Referring expression data
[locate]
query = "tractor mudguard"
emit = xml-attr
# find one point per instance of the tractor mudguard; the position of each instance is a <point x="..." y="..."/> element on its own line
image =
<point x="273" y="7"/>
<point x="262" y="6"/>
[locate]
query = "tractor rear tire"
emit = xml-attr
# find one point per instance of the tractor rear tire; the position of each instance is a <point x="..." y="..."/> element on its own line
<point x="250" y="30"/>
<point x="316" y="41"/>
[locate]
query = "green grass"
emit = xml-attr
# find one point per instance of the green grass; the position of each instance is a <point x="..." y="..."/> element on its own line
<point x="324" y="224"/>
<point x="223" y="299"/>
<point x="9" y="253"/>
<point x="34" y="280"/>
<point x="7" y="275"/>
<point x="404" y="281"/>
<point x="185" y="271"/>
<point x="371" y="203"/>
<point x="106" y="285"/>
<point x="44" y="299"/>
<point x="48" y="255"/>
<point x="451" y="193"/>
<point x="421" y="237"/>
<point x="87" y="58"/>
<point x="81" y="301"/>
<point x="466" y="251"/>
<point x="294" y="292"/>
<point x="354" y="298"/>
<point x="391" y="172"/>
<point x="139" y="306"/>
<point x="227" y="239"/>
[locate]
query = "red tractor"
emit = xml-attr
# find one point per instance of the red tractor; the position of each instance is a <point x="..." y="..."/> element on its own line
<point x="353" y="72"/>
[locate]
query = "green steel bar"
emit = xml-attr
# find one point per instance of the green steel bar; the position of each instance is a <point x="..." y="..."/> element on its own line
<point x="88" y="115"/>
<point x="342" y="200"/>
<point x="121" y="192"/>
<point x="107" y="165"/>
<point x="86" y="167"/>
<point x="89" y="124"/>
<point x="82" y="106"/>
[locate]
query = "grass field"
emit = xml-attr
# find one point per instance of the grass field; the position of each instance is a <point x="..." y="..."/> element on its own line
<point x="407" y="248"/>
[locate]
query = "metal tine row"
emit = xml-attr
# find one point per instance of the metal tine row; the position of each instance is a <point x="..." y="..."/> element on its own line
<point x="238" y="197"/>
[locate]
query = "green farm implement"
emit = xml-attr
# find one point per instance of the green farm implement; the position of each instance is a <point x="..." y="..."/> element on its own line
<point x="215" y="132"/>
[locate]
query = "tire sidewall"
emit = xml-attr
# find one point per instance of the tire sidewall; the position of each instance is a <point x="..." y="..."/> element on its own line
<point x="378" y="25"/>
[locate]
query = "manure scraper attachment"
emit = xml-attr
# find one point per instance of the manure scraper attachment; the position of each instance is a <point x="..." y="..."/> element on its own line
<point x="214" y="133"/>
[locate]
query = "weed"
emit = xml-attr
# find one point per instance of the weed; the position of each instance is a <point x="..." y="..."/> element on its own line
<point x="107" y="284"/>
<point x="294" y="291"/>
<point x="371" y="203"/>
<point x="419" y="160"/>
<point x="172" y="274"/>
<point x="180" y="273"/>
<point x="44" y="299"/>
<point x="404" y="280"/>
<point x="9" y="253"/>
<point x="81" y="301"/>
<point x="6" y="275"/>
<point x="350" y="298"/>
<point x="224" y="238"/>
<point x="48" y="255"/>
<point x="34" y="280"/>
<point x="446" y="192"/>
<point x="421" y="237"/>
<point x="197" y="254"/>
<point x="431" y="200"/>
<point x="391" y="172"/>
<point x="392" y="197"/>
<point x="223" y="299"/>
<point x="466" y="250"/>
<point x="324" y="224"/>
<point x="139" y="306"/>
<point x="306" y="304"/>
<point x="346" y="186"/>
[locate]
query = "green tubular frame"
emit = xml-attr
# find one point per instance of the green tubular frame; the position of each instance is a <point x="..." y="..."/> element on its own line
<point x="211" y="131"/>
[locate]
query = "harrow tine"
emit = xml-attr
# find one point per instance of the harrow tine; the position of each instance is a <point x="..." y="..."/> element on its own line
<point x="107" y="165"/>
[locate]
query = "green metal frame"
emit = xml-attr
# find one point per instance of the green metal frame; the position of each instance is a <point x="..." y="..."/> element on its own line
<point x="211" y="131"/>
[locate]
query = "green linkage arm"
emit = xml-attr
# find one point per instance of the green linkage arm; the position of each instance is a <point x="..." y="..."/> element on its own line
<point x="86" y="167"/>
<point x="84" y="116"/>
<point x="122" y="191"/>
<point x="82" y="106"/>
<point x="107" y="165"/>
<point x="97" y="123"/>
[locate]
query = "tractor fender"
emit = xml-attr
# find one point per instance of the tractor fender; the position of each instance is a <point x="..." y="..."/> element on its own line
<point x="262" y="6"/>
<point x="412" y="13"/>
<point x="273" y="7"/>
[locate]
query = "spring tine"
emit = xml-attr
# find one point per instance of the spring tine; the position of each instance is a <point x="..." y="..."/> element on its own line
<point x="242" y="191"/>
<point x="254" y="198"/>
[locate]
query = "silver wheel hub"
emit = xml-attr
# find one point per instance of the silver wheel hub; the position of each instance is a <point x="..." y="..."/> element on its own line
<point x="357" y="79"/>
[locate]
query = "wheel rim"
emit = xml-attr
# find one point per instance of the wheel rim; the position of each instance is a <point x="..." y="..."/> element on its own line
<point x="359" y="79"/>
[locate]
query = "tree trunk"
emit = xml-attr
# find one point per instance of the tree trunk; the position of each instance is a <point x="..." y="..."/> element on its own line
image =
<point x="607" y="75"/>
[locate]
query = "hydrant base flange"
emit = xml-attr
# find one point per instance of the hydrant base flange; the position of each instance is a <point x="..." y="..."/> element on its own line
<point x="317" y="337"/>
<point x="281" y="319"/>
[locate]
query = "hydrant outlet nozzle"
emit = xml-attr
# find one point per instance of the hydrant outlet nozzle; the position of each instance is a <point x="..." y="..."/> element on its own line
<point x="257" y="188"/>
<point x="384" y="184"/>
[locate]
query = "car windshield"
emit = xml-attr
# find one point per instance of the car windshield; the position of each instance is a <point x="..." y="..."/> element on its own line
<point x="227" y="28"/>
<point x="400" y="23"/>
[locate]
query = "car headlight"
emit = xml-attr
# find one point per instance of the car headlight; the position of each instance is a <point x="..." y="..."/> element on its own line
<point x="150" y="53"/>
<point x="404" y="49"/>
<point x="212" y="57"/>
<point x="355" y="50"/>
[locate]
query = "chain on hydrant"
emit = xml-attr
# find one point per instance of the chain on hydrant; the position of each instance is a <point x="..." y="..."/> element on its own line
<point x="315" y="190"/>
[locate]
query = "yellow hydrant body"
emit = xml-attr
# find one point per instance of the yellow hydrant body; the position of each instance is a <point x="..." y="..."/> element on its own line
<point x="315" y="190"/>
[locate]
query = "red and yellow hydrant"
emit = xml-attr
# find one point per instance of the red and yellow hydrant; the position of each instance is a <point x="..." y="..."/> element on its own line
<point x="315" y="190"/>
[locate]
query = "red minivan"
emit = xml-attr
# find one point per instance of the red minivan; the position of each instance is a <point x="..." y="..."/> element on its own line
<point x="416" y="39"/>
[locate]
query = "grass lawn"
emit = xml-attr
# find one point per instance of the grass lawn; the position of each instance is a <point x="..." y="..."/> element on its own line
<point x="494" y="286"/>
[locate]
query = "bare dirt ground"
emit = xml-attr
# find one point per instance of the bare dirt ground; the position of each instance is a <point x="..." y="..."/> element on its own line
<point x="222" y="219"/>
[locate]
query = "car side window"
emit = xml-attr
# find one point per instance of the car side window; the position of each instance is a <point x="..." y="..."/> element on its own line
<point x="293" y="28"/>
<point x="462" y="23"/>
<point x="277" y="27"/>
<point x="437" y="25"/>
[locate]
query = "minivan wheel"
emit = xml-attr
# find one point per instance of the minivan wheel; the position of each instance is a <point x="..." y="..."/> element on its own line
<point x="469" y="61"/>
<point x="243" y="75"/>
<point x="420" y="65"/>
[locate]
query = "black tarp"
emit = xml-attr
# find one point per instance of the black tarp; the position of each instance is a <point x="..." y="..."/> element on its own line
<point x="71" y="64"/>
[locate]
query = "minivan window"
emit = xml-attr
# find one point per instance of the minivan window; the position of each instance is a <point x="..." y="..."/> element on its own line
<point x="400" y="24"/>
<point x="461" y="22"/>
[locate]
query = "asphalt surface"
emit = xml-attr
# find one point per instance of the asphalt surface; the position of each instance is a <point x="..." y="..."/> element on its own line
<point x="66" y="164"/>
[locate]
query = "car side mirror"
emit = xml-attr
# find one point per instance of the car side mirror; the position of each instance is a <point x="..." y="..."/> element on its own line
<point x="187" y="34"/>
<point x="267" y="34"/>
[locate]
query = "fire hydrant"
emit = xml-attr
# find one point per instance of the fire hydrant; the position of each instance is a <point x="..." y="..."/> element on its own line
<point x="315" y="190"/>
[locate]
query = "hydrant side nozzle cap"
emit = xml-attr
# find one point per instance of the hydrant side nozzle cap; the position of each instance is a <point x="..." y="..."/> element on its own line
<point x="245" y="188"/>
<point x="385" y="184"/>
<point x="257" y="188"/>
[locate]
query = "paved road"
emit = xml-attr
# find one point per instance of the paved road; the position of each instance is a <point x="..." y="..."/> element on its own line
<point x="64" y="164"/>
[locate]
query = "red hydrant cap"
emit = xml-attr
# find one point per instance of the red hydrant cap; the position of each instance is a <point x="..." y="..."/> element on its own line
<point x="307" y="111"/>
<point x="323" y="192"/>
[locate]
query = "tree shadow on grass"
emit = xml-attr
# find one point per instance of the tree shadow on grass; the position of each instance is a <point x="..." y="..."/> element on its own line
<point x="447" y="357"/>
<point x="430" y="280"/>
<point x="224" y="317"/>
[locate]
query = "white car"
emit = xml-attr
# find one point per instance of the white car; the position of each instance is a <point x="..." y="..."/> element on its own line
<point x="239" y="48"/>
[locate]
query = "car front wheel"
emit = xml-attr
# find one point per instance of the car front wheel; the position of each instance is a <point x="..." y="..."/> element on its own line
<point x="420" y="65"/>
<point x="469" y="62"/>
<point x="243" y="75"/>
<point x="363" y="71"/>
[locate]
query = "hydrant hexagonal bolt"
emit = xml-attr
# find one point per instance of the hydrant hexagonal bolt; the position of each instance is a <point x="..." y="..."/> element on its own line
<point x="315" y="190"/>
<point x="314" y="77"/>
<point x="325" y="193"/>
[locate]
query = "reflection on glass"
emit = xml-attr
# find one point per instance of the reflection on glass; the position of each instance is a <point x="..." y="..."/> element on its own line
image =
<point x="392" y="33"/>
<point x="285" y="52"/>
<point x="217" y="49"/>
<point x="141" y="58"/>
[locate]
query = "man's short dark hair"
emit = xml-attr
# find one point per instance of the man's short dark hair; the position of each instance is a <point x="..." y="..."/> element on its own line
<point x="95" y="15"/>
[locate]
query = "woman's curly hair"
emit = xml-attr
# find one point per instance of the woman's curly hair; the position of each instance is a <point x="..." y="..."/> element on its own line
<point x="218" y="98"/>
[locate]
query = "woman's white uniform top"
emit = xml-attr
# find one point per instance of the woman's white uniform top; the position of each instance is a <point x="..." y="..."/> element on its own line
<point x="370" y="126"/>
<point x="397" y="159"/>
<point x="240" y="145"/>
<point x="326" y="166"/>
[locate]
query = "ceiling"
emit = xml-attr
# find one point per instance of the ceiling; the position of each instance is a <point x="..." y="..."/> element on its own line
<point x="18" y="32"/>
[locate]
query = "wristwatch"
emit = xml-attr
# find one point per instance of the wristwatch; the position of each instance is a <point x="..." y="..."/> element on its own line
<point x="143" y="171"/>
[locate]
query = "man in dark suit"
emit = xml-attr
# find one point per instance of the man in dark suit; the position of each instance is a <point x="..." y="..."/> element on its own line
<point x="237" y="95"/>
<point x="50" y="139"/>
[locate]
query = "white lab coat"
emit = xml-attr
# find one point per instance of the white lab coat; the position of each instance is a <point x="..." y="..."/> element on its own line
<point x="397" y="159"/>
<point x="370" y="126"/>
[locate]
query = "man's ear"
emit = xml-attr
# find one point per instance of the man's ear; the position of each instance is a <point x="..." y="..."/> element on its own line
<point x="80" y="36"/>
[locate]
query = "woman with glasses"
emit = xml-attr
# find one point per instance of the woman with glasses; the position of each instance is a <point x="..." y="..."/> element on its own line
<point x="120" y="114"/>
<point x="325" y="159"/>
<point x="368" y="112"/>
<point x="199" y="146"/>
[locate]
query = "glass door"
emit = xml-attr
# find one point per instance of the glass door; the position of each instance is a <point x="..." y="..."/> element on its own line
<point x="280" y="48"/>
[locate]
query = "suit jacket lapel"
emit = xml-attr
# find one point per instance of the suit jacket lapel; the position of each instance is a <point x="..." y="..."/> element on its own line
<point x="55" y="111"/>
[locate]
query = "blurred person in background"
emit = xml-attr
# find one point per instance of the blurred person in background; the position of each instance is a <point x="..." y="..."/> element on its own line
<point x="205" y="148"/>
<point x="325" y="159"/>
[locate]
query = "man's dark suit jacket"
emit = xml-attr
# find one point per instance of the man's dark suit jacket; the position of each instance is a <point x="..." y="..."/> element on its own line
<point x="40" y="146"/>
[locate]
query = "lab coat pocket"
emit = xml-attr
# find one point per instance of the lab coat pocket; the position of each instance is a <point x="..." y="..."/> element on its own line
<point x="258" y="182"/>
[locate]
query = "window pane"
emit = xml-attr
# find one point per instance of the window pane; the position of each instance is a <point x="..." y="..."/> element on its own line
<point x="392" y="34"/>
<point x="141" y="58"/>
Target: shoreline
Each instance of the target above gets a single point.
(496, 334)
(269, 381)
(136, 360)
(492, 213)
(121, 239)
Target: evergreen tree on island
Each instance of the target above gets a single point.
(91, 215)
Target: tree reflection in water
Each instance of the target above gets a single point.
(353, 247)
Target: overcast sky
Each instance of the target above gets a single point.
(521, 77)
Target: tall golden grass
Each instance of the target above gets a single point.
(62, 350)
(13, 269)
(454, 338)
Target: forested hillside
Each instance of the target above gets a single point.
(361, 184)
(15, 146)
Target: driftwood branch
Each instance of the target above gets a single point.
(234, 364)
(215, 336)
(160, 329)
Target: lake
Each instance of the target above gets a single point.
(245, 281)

→ Instructions for the task
Where does the string "mudguard" appear in the records above? Return every line that holds it.

→ Task answer
query = "tractor mudguard"
# find one point per instance of the tractor mudguard; the position of each instance is a <point x="..." y="..."/> element on its own line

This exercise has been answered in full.